● **Work instructions**:
Return the records below from the line containing "painted wing in this photo." onward, exactly, through and including the last line.

● **Exercise inputs**:
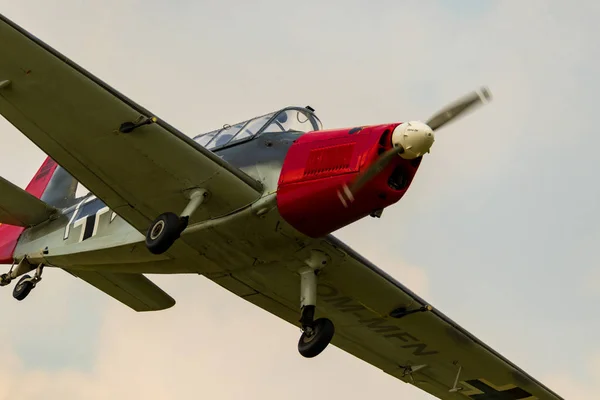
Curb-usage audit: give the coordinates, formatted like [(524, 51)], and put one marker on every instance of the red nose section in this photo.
[(9, 235), (319, 164)]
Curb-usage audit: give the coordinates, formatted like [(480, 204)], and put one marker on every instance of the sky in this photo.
[(499, 230)]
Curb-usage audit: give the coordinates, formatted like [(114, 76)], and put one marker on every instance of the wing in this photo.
[(19, 208), (133, 290), (77, 119), (417, 345)]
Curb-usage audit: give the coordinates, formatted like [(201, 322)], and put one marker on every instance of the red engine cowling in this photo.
[(319, 163)]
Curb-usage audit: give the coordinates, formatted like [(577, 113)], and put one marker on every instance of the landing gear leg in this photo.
[(317, 334), (26, 284), (167, 228)]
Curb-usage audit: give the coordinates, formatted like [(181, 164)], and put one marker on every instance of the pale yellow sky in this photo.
[(499, 230)]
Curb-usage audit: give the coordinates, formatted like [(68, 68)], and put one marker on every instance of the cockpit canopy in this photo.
[(290, 119)]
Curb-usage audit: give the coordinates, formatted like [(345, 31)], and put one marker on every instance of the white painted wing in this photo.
[(19, 208), (75, 118), (425, 349), (133, 290)]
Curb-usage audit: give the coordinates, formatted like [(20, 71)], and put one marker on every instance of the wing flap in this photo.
[(75, 118), (19, 208), (134, 290)]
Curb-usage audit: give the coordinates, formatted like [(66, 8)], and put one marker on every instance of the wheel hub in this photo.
[(157, 229)]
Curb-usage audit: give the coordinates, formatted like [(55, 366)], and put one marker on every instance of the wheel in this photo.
[(313, 343), (23, 287), (163, 232)]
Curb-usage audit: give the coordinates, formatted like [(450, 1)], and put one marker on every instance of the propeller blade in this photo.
[(459, 107), (375, 168)]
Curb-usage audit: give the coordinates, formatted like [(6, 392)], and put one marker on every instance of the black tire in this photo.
[(23, 288), (312, 345), (163, 232)]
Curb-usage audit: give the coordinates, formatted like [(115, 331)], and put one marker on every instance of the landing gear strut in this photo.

● **Written answer**:
Curb-usage audit: give the coordinates, formatted like [(345, 31)], and put one marker on every instance of the white painted wing in this photo.
[(19, 208), (75, 118), (425, 349), (133, 290)]
Curb-usage audit: give the coordinates, formatted like [(20, 71)], and put one marker on every instance of the wing flap in this photo.
[(75, 118), (19, 208), (134, 290)]
Curb-usage audit: give the coordinates, formatted like [(66, 8)], and put one marker on every instance of the wheel hub in this photo.
[(157, 229)]
Curb-usage audit: give the coordinates, formatted like [(55, 366)], and put one marker on every instance of the wheel in this photo.
[(313, 343), (23, 287), (163, 232)]
Curb-usage audit: give the coordinates, formatted like [(450, 1)], and put one marker on every instance of the propeller blade in this photo.
[(459, 107), (375, 168)]
Curb-usage audit: give the coordinates, formatted like [(6, 392)], and put one marker on every instance of the black tire in this photo.
[(23, 288), (312, 345), (163, 232)]
Curb-usage audit: give the coordinates, formatted like [(115, 331)], and put one marker on every instance of the landing gear strut in this photo.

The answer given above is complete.